Por favor, converta todos os itens abaixo em uma lista JSON de strings, com uma string para cada linha e sem as linhas em branco.

=-=-=-=-=

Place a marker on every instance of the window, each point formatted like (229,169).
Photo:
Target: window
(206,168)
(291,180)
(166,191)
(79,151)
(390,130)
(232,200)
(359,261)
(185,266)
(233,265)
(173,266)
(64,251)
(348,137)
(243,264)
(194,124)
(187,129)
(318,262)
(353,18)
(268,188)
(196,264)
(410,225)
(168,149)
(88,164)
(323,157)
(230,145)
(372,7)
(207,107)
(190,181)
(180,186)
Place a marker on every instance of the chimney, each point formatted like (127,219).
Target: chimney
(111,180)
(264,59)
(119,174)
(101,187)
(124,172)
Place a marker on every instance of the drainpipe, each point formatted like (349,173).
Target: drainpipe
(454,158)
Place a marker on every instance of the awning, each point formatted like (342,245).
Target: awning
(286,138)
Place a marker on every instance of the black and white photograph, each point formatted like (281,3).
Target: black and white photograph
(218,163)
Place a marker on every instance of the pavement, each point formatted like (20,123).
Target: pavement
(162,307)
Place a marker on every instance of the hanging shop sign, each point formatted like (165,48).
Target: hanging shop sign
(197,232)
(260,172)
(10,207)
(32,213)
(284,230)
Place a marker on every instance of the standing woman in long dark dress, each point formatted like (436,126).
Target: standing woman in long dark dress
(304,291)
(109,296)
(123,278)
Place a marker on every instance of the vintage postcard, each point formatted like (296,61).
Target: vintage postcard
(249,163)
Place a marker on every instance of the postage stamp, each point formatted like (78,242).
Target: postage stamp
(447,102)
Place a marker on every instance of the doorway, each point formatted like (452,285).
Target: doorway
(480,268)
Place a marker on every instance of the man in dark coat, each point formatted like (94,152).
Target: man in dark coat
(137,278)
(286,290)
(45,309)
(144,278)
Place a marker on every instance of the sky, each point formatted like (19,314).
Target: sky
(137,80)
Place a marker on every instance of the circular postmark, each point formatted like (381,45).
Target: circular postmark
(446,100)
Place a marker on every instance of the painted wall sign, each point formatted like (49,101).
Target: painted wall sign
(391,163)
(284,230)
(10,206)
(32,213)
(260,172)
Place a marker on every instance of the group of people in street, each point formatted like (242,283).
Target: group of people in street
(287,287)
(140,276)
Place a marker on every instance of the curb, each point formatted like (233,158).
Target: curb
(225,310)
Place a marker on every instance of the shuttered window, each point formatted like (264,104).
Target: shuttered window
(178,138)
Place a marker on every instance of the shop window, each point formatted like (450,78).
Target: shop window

=-=-=-=-=

Solução da tarefa
[
  "Place a marker on every instance of the window, each point formatted like (229,169).",
  "Photo:",
  "Target: window",
  "(206,168)",
  "(291,180)",
  "(166,191)",
  "(79,151)",
  "(390,130)",
  "(232,200)",
  "(359,261)",
  "(185,266)",
  "(233,265)",
  "(173,266)",
  "(64,251)",
  "(348,137)",
  "(243,264)",
  "(194,124)",
  "(187,129)",
  "(318,262)",
  "(353,18)",
  "(268,188)",
  "(196,264)",
  "(410,225)",
  "(168,149)",
  "(88,164)",
  "(323,157)",
  "(230,145)",
  "(372,7)",
  "(207,107)",
  "(190,181)",
  "(180,186)",
  "Place a marker on every instance of the chimney, each point formatted like (127,219).",
  "Target: chimney",
  "(111,180)",
  "(264,59)",
  "(119,174)",
  "(101,187)",
  "(124,172)",
  "Place a marker on every instance of the drainpipe, each point formatted like (349,173).",
  "Target: drainpipe",
  "(454,158)",
  "Place a marker on every instance of the awning, each point formatted like (342,245).",
  "Target: awning",
  "(286,138)",
  "Place a marker on every instance of the black and white photograph, each point formatted like (281,3).",
  "Target: black and white photograph",
  "(218,163)",
  "Place a marker on every instance of the pavement, each point formatted like (20,123).",
  "Target: pavement",
  "(162,307)",
  "Place a marker on every instance of the hanging shop sign, each point formatted like (165,48).",
  "Target: hanging shop sign",
  "(197,232)",
  "(260,172)",
  "(10,207)",
  "(32,213)",
  "(284,230)",
  "Place a marker on every instance of the standing woman in long dark dress, each point formatted like (436,126).",
  "Target: standing woman in long dark dress",
  "(304,291)",
  "(109,296)",
  "(123,278)",
  "Place a marker on every instance of the vintage postcard, each point formatted like (296,61).",
  "Target: vintage postcard",
  "(249,163)",
  "Place a marker on every instance of the postage stamp, each point formatted like (78,242).",
  "Target: postage stamp",
  "(447,102)",
  "Place a marker on every instance of the doorway, each point formatted like (452,285).",
  "Target: doorway",
  "(480,268)",
  "Place a marker on every instance of the man in dark coat, each point formatted like (94,152).",
  "Target: man in dark coat",
  "(137,278)",
  "(286,290)",
  "(45,309)",
  "(144,278)",
  "Place a marker on every instance of the sky, each point formatted like (19,314).",
  "Target: sky",
  "(137,80)",
  "Place a marker on every instance of the circular postmark, each point formatted like (381,45).",
  "Target: circular postmark",
  "(446,100)",
  "Place a marker on every instance of the painted wall sign, each point formatted like (49,101).",
  "Target: painted wall sign",
  "(391,163)",
  "(284,230)",
  "(10,206)",
  "(32,213)",
  "(260,172)",
  "Place a marker on every instance of the group of people in street, each point formatted like (242,283).",
  "Target: group of people in street",
  "(287,287)",
  "(140,276)",
  "Place a marker on every instance of the curb, each point formatted like (233,158).",
  "Target: curb",
  "(225,310)",
  "Place a marker on every instance of the shuttered window, each point formatted like (264,104).",
  "Target: shuttered window",
  "(178,138)",
  "Place a marker on every instance of the shop window, each point formatted like (450,78).",
  "Target: shop window"
]